Records from a collection:
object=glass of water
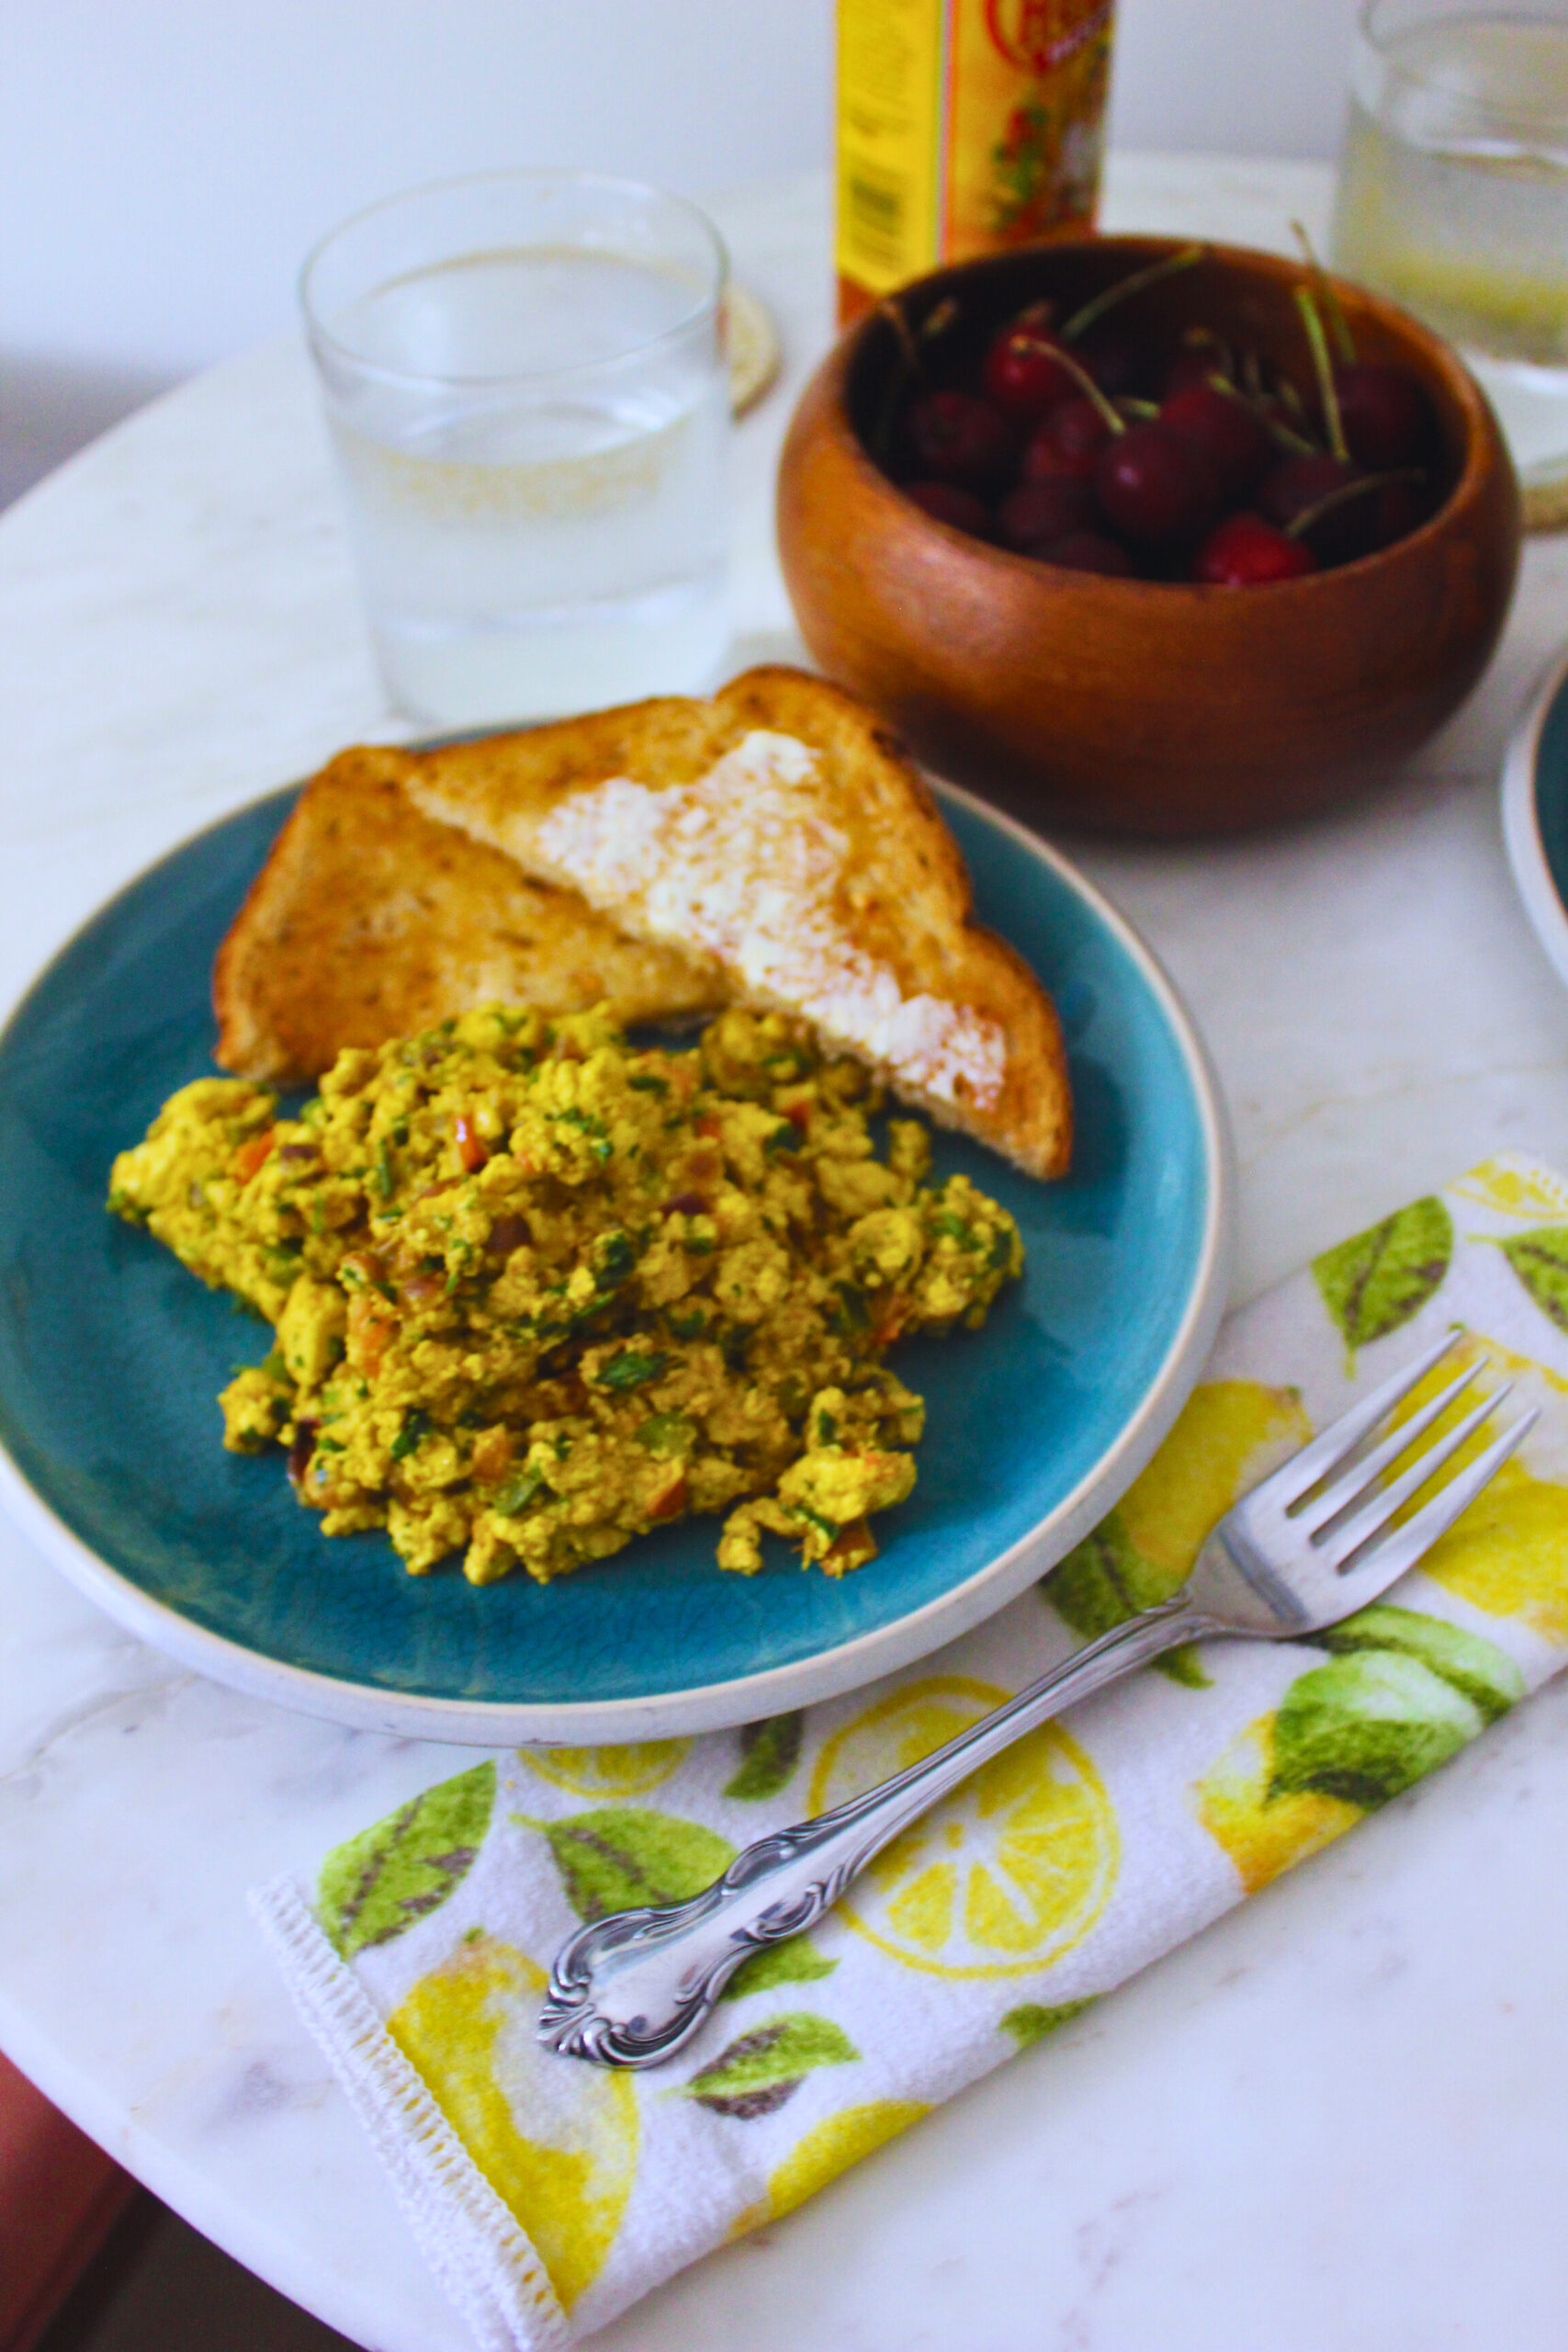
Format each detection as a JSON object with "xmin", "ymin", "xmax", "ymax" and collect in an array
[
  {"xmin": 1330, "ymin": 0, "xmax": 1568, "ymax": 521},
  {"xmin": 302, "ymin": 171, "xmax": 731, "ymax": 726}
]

## [EXERCISE DIRECTIONS]
Your answer should be a precise transcript of the entries, minus the pictures.

## [TASK SOLUTION]
object=glass of water
Format each detection as a JSON object with "xmin", "ymin", "xmax", "ymax" and collect in an array
[
  {"xmin": 1330, "ymin": 0, "xmax": 1568, "ymax": 521},
  {"xmin": 302, "ymin": 171, "xmax": 731, "ymax": 726}
]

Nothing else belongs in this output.